▶ _Aim of the task_: Rewrite the rows below, substituting "short sleeve jersey" for "long sleeve jersey" and keeping everything else unchanged. Leave the pictures out of your answer.
↓↓↓
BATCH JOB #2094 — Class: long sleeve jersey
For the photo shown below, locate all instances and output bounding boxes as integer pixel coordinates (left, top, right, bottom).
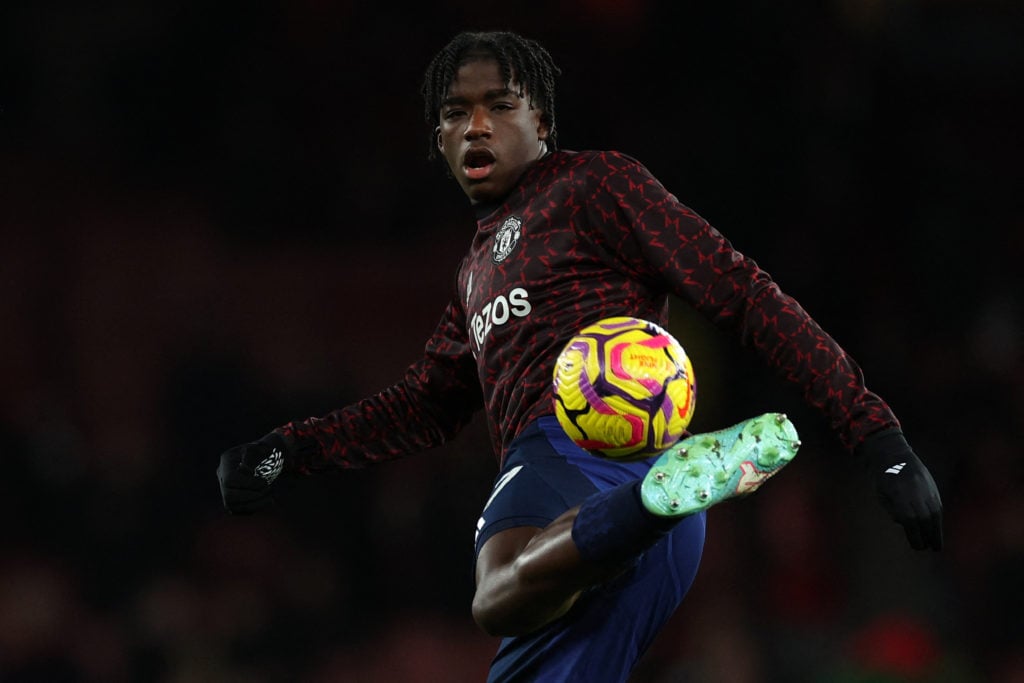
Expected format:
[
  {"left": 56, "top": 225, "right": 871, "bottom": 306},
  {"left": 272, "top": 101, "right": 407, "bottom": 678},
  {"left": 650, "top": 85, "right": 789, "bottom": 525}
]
[{"left": 280, "top": 151, "right": 899, "bottom": 472}]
↑↑↑
▶ _Full output_:
BATCH JOB #2094 — Class: short sleeve jersey
For the photo shown below, locate all instances and output bounding boxes as integer pixel coordinates (left, top, right, bottom).
Expected format:
[
  {"left": 56, "top": 225, "right": 871, "bottom": 306},
  {"left": 272, "top": 101, "right": 407, "bottom": 678},
  {"left": 650, "top": 85, "right": 789, "bottom": 525}
]
[{"left": 280, "top": 151, "right": 899, "bottom": 472}]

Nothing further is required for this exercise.